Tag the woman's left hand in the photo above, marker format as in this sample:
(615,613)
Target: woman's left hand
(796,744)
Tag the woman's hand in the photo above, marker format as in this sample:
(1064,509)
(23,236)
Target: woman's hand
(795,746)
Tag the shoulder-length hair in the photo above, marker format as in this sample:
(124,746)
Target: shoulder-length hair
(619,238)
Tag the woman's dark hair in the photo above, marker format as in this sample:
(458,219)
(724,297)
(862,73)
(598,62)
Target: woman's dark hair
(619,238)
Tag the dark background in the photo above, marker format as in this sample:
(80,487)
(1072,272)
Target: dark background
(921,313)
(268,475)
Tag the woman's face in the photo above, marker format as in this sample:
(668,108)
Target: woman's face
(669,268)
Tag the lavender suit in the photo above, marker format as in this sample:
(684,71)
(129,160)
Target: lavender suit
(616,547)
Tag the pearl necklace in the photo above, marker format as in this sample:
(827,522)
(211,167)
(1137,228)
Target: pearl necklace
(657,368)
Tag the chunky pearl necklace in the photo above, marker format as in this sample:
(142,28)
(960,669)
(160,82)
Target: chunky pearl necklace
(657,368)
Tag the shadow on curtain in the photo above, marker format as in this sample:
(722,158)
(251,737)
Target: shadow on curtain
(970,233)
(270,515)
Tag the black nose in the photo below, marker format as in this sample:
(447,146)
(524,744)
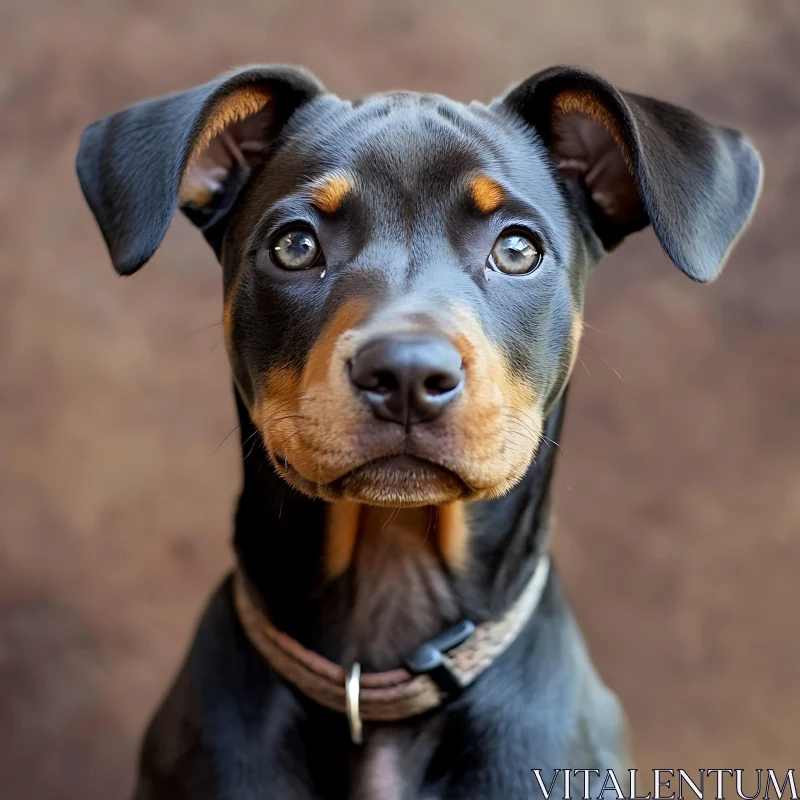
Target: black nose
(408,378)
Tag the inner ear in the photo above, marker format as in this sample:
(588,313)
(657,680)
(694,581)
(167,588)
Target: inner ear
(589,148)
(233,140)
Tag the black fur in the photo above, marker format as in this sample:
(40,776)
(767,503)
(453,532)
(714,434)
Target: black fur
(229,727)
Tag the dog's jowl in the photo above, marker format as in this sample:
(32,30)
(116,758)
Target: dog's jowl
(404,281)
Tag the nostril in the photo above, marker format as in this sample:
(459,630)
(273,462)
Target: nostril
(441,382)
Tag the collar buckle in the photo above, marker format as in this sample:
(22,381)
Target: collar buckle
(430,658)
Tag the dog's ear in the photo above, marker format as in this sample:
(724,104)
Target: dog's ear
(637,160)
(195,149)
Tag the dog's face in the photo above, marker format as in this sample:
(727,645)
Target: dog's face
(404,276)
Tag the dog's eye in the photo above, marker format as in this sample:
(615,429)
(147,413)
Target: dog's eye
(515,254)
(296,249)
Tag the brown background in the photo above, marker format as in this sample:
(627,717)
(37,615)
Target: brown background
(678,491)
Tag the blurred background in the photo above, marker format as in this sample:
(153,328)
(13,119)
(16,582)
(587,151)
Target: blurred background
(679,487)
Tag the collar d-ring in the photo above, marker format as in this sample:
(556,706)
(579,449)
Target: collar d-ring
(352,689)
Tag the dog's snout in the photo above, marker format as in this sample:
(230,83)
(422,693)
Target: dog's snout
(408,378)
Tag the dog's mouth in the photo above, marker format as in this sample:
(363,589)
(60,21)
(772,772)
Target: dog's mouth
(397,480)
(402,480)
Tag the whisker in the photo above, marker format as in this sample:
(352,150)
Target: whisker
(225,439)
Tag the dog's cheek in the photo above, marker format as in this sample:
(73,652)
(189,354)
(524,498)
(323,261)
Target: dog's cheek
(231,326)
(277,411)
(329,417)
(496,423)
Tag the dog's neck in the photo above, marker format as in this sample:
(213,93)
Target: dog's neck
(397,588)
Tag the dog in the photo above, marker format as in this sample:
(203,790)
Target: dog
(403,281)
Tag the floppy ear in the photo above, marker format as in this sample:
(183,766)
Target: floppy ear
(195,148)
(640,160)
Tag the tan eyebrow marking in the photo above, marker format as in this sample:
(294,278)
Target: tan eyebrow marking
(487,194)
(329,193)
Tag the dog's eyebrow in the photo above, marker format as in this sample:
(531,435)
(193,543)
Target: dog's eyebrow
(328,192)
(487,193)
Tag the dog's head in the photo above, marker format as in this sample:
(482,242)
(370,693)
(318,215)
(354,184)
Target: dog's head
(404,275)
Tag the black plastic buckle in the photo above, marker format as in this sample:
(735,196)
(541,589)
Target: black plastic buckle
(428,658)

══════

Could you rewrite every line in full, starting at the line containing "Tag the tan" and ending at the last line of the records (both included), shifting each answer coordinate by -132?

_RESULT_:
Tag the tan eyebrow marking in the photo above, marker format as in this sample:
(294,278)
Target: tan eyebrow marking
(355,62)
(197,61)
Tag the dog's eyebrow in the photo above, marker format as in this sample:
(531,435)
(193,543)
Target: dog's eyebrow
(196,60)
(355,61)
Tag the dog's head in the photo above, marker format as in this sample:
(482,242)
(370,693)
(318,215)
(354,184)
Target: dog's head
(272,143)
Tag the black plastic buckle in the photo above, marker format as in this sample:
(735,196)
(541,589)
Target: black plastic buckle
(296,526)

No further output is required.